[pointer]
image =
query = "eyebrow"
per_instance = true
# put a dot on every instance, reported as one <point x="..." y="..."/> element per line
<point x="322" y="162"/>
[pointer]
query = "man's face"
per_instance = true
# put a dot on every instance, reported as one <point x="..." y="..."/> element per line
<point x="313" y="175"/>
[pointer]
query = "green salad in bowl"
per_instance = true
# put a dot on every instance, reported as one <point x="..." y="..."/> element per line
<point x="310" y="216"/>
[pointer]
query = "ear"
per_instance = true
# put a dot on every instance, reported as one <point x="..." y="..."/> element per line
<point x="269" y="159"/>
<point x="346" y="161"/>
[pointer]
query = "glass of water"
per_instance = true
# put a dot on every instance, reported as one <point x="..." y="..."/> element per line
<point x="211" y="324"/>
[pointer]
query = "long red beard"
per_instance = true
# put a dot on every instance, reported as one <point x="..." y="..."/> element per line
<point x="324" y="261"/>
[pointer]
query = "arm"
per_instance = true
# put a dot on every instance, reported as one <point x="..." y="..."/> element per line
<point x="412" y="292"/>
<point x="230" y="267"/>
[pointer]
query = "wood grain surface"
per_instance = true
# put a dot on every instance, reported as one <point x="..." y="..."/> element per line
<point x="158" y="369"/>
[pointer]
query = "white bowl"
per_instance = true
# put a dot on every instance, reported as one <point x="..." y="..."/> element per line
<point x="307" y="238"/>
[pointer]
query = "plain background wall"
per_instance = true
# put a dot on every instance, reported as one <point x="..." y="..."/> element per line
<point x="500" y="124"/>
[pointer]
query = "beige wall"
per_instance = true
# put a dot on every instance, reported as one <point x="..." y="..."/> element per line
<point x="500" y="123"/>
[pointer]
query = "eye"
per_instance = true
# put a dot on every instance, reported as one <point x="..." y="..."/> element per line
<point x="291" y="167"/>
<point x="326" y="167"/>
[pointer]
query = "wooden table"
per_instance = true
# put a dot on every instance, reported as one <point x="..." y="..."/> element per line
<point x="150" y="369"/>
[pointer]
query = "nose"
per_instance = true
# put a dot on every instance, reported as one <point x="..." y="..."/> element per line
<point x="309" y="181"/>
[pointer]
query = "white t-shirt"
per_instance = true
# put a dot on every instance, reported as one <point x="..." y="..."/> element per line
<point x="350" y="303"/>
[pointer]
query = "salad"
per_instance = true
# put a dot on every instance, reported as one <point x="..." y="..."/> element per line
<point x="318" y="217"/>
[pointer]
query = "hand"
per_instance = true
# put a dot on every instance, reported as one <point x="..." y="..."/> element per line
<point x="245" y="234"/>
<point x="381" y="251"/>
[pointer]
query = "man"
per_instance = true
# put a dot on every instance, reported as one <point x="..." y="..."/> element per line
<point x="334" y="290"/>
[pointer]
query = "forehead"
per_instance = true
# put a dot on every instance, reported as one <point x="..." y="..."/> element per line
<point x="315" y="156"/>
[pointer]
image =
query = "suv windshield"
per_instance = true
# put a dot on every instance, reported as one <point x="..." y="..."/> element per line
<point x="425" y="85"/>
====================
# Task directions
All of the material above needs to be retyped word for word.

# Output of the exercise
[pointer]
image =
query = "eyebrow"
per_instance = true
# put a dot on every instance, reported as one <point x="..." y="..."/> element per line
<point x="322" y="162"/>
[pointer]
query = "man's face"
per_instance = true
# put a dot on every instance, reported as one <point x="..." y="..."/> element per line
<point x="313" y="175"/>
[pointer]
query = "green salad in bowl"
per_instance = true
# put a dot on every instance, reported as one <point x="..." y="..."/> element per line
<point x="310" y="216"/>
[pointer]
query = "ear"
per_instance = true
# put a dot on every instance, reported as one <point x="..." y="..."/> element per line
<point x="269" y="159"/>
<point x="346" y="161"/>
[pointer]
query = "glass of water"
per_instance = true
# put a dot on every instance, reported as one <point x="..." y="..."/> element per line
<point x="211" y="324"/>
[pointer]
query = "long red beard"
per_instance = true
# put a dot on every instance, reported as one <point x="..." y="..."/> element per line
<point x="324" y="261"/>
[pointer]
query = "arm"
per_instance = true
# put a dot on every instance, reported as one <point x="..." y="..."/> element per line
<point x="412" y="292"/>
<point x="230" y="267"/>
[pointer]
query = "wood grain surface"
per_instance = true
# put a dot on every instance, reported as one <point x="..." y="..."/> element per line
<point x="158" y="369"/>
[pointer]
query = "white bowl"
per_instance = true
# put a dot on every instance, reported as one <point x="..." y="..."/> element per line
<point x="307" y="238"/>
[pointer]
query = "plain background wall"
per_instance = true
# put a dot on every instance, reported as one <point x="..." y="..."/> element per line
<point x="500" y="124"/>
[pointer]
query = "beige wall"
per_instance = true
# put a dot on every instance, reported as one <point x="..." y="..."/> element per line
<point x="500" y="123"/>
[pointer]
query = "eye"
per_instance = true
# put a dot on every instance, reported as one <point x="..." y="..."/> element per line
<point x="291" y="167"/>
<point x="326" y="167"/>
[pointer]
query = "wooden table"
per_instance = true
# put a dot on every instance, reported as one <point x="..." y="..."/> element per line
<point x="150" y="369"/>
[pointer]
query = "nose"
per_instance = true
# put a dot on every instance, reported as one <point x="..." y="..."/> element per line
<point x="309" y="181"/>
[pointer]
query = "white t-shirt"
per_instance = true
# put a dot on every instance, reported as one <point x="..." y="..."/> element per line
<point x="350" y="303"/>
[pointer]
query = "salad"
per_instance = true
# put a dot on every instance, reported as one <point x="..." y="..."/> element per line
<point x="318" y="217"/>
[pointer]
query = "hand"
per_instance = true
# put a dot on every instance, reported as one <point x="..." y="..."/> element per line
<point x="245" y="234"/>
<point x="381" y="251"/>
[pointer]
query = "man"
per_instance = true
# put a dot on every instance, reported as one <point x="..." y="..."/> element per line
<point x="334" y="290"/>
[pointer]
query = "forehead"
per_instance = true
# put a dot on every instance, reported as one <point x="..." y="..."/> element per line
<point x="315" y="156"/>
[pointer]
image =
query = "suv windshield"
per_instance = true
# put a dot on every instance, reported as one <point x="..." y="..."/> element per line
<point x="425" y="85"/>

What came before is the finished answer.